### Requests
A – According to the census speech, how many years of secrecy does the Canadian Alliance consider sufficient to protect the integrity of census records?
B – Please copy the census speech word for word, everything from "One of the most" down to "we are gone.".

Will there be a campaign to educate people about this clause? Is it a one time offer? Can a person go back and change his or her decision? Who is allowed to check the consent box for children? How many people does the government expect may opt out of a public release? If more than 50% of Canadians choose to keep their census records secret until the end of the time period, how would that skew the other 49% of records that are released? How much would it cost Canadians to administer and keep these records secret? These are all questions that need to be answered. They are not clearly laid out in the bill in its current state.

Finally, we wonder why we need to create a new bureaucracy to police this endeavour of trying to obtain access to census information. A form is being created for those who wish to conduct research on census information. As I have outlined, that could create a whole new level of bureaucracy.

Reading the speech from Liberal Senator Lorna Milne, the champion of the bill, she states, “The government does not want to make it difficult to conduct historical and genealogical research”. If that were the case, the government would not be imposing new and complicated procedures in order to access census information. It is my experience that regulations and forms make things more difficult, not easier.

As the opposition, we therefore must ask, has the government conducted a cost benefit analysis on these new regulations? Does the government have any idea how many people would be applying to review these records? How is the government going to police the use of these records? Will there be fines or jail time for those who misuse their privileges?

The Canadian Alliance will be proposing amendments to this bill. Many of them will focus on the questions that have been raised in my speech today and which have been championed by my colleague from Edmonton.

One of the most important questions facing the House is how much time is appropriate to respect the privacy rights of those who have completed census forms. Today the average life expectancy of Canadian males is 75 years and of females is 81 years. In all likelihood our personal information will not be made available until long after we are gone.

The Canadian Alliance believes that 92 years of secrecy is sufficient to protect the integrity of census records. At the same time, we do not belittle the privacy concerns of Canadians and the Privacy Commissioner on the subject. In fact the Canadian Alliance is very concerned about the breadth and scope of the current census forms. Many of us know people who have heard from constituents who feel the long form of the census asks for too much personal information.

Statistics Canada is the depository of highly sensitive and private information of private citizens and corporations. Many individuals and corporations believe that Statistics Canada collects too much information these days and then, because of the sheer volume of information, is delayed in releasing analysis in a timely manner, but that is a debate for another day.

I want to close my comments by thanking members for the opportunity to discuss these issues. I realize it has taken a long time to create this bill. Many consultations have taken place. I cannot support this bill in its current form unless it is amended and many of the questions that I have addressed and the official opposition has addressed are answered in the process.

(Dataset records)
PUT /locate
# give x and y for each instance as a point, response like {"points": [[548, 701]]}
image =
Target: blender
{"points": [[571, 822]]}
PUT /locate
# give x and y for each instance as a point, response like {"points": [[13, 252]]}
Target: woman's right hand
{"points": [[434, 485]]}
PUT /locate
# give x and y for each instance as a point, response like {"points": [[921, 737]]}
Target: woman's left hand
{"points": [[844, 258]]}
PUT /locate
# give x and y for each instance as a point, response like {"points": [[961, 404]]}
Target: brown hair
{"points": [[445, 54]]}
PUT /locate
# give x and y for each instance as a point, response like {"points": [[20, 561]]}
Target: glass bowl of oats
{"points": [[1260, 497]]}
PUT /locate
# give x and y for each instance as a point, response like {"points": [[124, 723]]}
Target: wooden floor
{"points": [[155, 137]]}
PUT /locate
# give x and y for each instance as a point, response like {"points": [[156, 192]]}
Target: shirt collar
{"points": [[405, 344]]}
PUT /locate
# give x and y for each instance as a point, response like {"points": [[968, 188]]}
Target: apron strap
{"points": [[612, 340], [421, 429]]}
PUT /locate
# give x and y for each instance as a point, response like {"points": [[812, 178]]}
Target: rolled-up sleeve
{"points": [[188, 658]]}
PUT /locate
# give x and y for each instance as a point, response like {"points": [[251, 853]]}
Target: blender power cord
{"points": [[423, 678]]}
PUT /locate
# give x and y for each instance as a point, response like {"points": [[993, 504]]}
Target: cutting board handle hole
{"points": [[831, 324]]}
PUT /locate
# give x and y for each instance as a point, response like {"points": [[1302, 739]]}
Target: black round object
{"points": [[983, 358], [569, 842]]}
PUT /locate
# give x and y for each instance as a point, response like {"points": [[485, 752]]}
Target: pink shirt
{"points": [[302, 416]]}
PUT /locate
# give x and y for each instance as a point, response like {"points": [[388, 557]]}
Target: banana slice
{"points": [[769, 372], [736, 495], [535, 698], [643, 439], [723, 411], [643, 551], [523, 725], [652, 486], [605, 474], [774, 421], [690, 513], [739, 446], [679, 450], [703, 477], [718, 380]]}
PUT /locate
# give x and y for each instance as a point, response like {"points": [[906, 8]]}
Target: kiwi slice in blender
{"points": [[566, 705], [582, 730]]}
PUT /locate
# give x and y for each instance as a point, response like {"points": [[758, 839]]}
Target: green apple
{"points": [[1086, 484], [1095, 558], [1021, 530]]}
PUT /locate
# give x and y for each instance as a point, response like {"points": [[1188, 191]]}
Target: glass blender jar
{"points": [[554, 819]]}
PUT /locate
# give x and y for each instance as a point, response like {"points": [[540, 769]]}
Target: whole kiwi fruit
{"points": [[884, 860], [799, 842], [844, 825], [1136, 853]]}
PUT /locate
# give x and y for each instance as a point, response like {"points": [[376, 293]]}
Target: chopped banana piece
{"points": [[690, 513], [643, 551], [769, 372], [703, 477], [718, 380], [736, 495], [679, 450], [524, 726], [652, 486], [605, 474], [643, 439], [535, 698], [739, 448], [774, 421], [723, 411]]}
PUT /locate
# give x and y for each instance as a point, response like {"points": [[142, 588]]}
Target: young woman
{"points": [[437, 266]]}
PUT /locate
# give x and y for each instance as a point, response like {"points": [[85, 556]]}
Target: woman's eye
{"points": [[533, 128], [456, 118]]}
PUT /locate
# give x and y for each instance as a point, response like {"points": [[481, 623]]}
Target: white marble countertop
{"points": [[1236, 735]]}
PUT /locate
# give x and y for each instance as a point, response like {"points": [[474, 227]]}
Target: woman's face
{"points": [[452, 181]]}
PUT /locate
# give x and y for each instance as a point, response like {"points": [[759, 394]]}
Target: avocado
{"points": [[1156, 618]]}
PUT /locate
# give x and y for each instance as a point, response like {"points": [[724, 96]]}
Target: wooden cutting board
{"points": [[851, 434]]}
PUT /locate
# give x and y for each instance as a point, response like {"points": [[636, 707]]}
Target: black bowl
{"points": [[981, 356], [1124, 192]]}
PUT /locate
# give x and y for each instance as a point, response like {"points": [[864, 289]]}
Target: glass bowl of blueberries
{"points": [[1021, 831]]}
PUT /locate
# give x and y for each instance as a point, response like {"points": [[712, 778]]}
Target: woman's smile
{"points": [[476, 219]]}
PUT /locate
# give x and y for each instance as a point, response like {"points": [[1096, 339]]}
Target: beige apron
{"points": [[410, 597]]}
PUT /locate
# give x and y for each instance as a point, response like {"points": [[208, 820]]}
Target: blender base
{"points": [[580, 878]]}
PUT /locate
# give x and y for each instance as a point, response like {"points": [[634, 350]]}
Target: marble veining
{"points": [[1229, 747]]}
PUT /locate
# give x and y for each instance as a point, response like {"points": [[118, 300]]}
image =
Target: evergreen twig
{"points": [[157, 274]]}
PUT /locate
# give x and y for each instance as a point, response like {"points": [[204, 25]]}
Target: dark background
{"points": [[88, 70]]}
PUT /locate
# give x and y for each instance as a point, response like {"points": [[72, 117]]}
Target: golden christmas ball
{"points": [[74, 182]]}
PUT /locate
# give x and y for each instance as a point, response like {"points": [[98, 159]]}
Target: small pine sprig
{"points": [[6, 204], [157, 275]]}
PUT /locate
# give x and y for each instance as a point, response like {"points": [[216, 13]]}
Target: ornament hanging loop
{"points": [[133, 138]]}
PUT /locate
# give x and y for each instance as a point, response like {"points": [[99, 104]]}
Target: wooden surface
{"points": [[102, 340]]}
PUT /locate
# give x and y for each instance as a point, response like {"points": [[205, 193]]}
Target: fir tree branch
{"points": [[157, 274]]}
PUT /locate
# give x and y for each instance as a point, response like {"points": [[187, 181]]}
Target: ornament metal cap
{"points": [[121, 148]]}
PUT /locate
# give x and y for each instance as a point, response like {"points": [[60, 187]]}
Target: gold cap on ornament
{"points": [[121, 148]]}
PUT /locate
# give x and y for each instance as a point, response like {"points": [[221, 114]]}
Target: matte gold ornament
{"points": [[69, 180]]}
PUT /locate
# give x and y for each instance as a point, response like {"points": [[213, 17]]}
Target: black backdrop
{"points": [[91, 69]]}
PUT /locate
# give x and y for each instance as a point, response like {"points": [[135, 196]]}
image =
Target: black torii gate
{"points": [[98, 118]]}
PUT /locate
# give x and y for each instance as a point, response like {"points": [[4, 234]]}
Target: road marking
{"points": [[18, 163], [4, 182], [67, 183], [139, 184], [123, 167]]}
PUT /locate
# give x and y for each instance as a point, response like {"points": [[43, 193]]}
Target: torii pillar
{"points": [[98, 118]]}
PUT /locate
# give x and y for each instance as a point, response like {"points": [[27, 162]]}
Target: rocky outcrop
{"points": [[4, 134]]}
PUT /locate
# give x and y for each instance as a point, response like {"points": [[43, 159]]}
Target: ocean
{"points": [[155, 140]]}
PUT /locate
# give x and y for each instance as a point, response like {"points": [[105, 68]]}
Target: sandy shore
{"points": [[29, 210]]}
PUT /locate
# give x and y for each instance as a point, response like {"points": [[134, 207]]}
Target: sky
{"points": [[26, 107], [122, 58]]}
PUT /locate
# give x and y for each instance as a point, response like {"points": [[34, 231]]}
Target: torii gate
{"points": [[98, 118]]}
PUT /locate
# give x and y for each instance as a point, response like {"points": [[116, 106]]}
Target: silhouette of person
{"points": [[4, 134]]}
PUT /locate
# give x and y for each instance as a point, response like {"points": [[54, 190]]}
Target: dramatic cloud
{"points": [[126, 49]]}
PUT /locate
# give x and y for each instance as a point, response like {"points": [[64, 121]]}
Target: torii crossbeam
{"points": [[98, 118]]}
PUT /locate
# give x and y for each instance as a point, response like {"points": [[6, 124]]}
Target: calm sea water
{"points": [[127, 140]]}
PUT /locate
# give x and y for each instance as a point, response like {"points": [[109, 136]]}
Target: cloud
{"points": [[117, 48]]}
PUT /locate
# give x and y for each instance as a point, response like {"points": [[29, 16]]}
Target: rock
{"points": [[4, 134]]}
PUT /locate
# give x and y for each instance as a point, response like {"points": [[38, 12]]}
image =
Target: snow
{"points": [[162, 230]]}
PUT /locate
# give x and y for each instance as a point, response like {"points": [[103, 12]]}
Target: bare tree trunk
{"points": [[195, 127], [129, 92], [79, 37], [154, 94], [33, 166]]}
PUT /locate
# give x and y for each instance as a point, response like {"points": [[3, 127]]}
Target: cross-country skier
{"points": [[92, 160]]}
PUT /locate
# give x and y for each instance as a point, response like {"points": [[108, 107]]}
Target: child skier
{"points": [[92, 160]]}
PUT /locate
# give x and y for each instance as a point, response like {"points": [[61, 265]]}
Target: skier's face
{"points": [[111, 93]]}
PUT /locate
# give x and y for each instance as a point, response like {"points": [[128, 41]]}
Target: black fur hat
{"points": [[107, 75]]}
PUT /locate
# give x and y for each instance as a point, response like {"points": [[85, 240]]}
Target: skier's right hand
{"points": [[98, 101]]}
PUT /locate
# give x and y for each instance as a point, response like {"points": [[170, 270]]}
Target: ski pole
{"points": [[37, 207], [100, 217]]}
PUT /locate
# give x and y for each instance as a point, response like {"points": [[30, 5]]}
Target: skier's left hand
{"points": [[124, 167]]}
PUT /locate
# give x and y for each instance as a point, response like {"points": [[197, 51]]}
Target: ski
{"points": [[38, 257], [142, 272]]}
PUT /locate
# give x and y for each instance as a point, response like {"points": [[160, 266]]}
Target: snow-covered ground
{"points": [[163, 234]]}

### Final answers
A – 92 years.

B –
One of the most important questions facing the House is how much time is appropriate to respect the privacy rights of those who have completed census forms. Today the average life expectancy of Canadian males is 75 years and of females is 81 years. In all likelihood our personal information will not be made available until long after we are gone.